TASK PROMPT - Pick up the analysis of Russia's war economy and its foreign recruits, shown below, after its final sentence, and write its next paragraphs.

Russia’s war economy and revival of "human meat grinder" [ANALYSIS]

In modern wars, the front line no longer begins at the trench. It begins on a smartphone screen. Recruitment videos, paid advertisements, and carefully worded promises have become as essential to warfare as tanks and artillery. Russia’s growing reliance on foreign recruits in its war against Ukraine exposes not only a manpower shortage but a deeper transformation of war itself into a transactional system where human lives are priced, marketed, and discarded.

Russia’s expanding recruitment of foreign fighters over the past year exposes a troubling continuity in how wars are still fought in the modern world. Without turning this into a polemic against Moscow, the pattern itself raises unavoidable questions: how long can a military system rely on expendable manpower, and when does this logic finally exhaust not only its human reserves, but also its political credibility?

(Dataset rows on where objects appear)
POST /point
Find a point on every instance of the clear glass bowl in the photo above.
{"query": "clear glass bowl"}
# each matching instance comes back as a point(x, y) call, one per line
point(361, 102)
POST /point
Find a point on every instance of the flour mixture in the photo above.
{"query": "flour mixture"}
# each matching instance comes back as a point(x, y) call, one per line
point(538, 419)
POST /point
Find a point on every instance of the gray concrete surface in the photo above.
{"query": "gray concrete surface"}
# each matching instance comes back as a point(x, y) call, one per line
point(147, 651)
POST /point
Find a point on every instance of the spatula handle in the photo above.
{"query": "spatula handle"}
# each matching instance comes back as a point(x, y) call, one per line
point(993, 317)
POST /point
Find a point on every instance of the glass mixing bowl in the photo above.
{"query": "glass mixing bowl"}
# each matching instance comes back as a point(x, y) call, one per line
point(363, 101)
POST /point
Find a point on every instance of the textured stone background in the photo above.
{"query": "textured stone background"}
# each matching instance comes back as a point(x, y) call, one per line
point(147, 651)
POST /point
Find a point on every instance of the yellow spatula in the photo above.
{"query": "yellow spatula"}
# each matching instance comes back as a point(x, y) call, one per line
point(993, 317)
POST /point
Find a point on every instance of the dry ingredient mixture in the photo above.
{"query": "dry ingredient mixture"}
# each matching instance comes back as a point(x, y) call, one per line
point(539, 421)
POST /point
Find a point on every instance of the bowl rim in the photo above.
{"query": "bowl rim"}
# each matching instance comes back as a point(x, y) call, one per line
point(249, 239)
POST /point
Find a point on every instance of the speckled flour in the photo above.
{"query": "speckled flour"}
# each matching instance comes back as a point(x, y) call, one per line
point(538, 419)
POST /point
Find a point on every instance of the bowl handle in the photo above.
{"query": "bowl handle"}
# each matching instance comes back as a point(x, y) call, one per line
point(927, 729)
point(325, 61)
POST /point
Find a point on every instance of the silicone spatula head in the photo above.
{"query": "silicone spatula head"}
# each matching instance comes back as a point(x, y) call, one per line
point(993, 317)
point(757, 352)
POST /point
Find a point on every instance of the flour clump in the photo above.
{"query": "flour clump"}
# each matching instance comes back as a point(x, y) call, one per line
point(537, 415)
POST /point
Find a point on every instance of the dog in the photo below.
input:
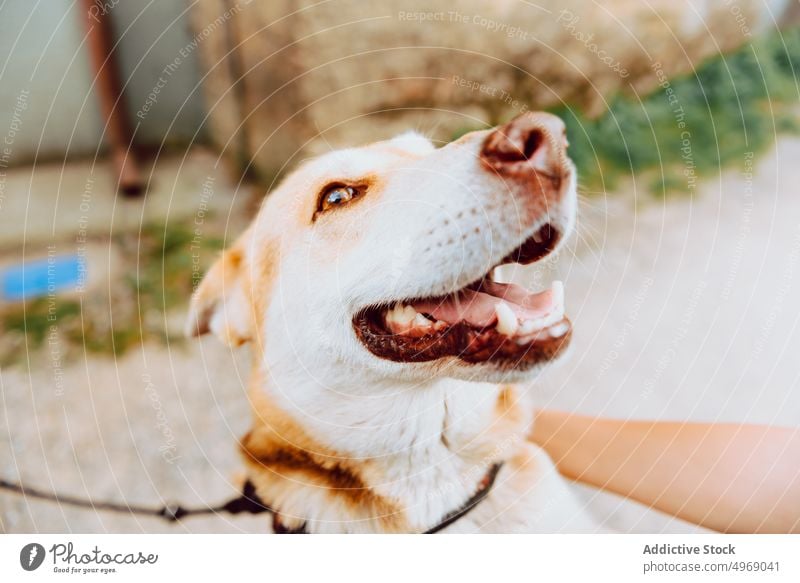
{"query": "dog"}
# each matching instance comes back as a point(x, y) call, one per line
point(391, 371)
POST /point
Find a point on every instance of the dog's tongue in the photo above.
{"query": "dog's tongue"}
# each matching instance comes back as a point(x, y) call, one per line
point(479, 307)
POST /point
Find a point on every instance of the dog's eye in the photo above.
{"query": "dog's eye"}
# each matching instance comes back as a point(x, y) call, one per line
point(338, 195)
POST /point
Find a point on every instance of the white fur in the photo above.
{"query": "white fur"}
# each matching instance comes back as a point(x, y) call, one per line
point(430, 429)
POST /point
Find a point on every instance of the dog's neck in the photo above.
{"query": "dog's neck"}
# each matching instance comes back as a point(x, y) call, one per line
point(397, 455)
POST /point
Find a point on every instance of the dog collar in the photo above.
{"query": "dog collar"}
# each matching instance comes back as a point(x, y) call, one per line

WRITTEN RESPONSE -
At first glance, the campaign looks pragmatic. Russia faces a growing manpower gap as the war in Ukraine drags on, and recruitment abroad appears to be a rational response. Social media advertisements in Russian target audiences across Central Asia, the Middle East, Africa, and parts of Asia, promising stable income, simplified access to citizenship, and service in so-called “non-assault” units. For many individuals living in fragile economic conditions, these offers are difficult to resist. The sums advertised dwarf local wages, and the promise of legal status in Russia functions as a powerful incentive.

This is not about condemning Russia as a state or questioning its right to defend its interests. It is about understanding a method that has deep historical roots and troubling contemporary consequences. The so-called “meat grinder” approach to warfare did not emerge yesterday. It was visible during the Second World War, when victory was often pursued through overwhelming human sacrifice. The scale of losses was so immense that even other catastrophic wars appear “smaller” by comparison. Yet those numbers represented real lives, not abstractions. Today, that logic appears to have been modernised rather than abandoned.

Over the past year, Russia has significantly intensified its recruitment of foreigners through social media........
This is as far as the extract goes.